Pagina ▸
....

De opbouw van de bestemmingen ziet er in beginsel als volgt uit:
Een bestemmingsregel behoeft niet alle voorgeschreven elementen te bevatten. Dit is afhankelijk van de aard van de bestemming. Alle bestemmingen bevatten wel een bestemmingsomschrijving en bouwregels.
Hieronder volgt per bestemmingsonderdeel een korte toelichting.
Bestemmingsomschrijving
De bestemmingsomschrijving bevat de omschrijving van de doeleinden die met de bestemming aan de grond worden toegekend. Hierbij gaat het in beginsel om een beschrijving van de aan de grond toegekende functies zoals wonen, groen en groenvoorzieningen;tuin, verkeer, (open) water, waterberging en waterhuishoudkundige voorzieningen. De aard van de toegelaten inrichtingen van gronden (bouwwerken en werken, geen bouwwerken zijnde) vloeit dan voort uit de toegelaten functies.
De hoofdfuncties worden als eerste genoemd. Indien van toepassing worden ook de aan de hoofdfuncties ondergeschikte functies mogelijk gemaakt. De ondergeschiktheid wordt weergegeven door de zinsnede 'met daaraan ondergeschikt'. Tevens wordt aangegeven welke functies bij de bestemming behoren door middel van de zinsnede 'met daarbij bijbehorende'. Het betreft hier functies zoals tuinen en erven. De opsomming is niet limitatief.
De bestemmingsomschrijving is niet alleen functioneel, maar bevat ook inrichtingsaspecten.
Bouwregels
In de bouwregels wordt aangegeven welke bebouwingsmogelijkheden er op een perceel bestaan. Daarbij wordt onderscheid gemaakt tussen gebouwen en bouwwerken, geen gebouwen zijnde.

....

Getoonde gegevens ▸
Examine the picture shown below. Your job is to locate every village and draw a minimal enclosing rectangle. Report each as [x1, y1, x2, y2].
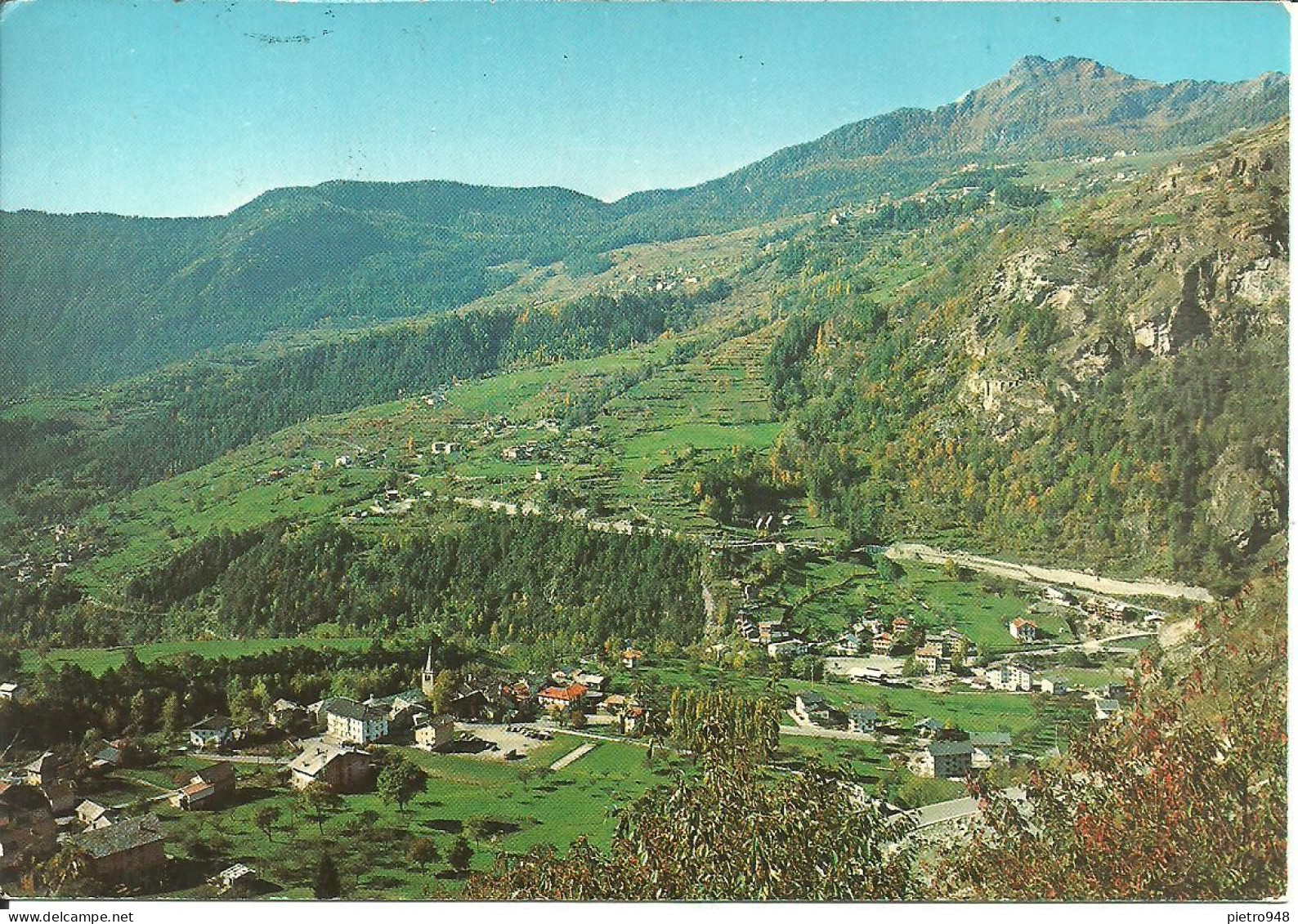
[0, 560, 1159, 894]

....

Gegeven opgave 1 ▸
Welke twee onderdelen bevatten volgens de tekst over bestemmingen alle bestemmingen?
Gegeven opgave 2 ▸
Zet de tekst over bestemmingen voort na de laatste zin.

Antwoord opgave 1 ▸
Alle bestemmingen bevatten een bestemmingsomschrijving en bouwregels.

Antwoord opgave 2 ▸
Afwijken van de bouwregels
Door het opnemen van een afwijkingsregeling bestaat de mogelijkheid af te wijken van de algemeen toegestane bouwregelingen. Voor elke afwijking wordt aangegeven waarvan de afwijking van de bouwregels wordt verleend, de maximale afwijking die met de afwijking kan worden toegestaan en eventueel de situaties of voorwaarden waaronder afwijking wordt verleend.
Het gaat hier om afwijkingsbevoegdheden voor een specifieke bestemming. Indien afwijkingsbevoegdheden ook gelden voor andere bestemmingen, dan wel een algemene strekking hebben worden deze geplaatst in hoofdstuk 3 (de algemene afwijkingsregels). In dit plan is hiervan sprake.
Specifieke gebruiksregels
In de Wet algemene bepalingen omgevingsrecht is bepaald dat het verboden is (zonder omgevingsvergunning) gronden of bouwwerken te gebruiken in strijd met de bestemming. In de meeste gevallen is direct duidelijk dat een activiteit of gebruik in strijd is met de bestemming. Er zijn echter situatie waarvan dat niet op voorhand duidelijk is. In de specifieke gebruiksregels kan worden aangegeven welke vormen van gebruik men in ieder geval strijdig acht met de bestemming. Hierin worden niet alle mogelijke strijdig gebruiksvormen genoemd, maar alleen die waarvan het niet op voorhand duidelijk is dat deze in strijd zijn met de bestemming. Ook kunnen nuanceringen ten aanzien van het toegestane gebruik worden aangeduid, bijvoorbeeld een minimum aantal parkeerplaatsen voor een bepaalde functie. Het gaat hierbij in feite om een aanvulling op de bestemmingsomschrijving.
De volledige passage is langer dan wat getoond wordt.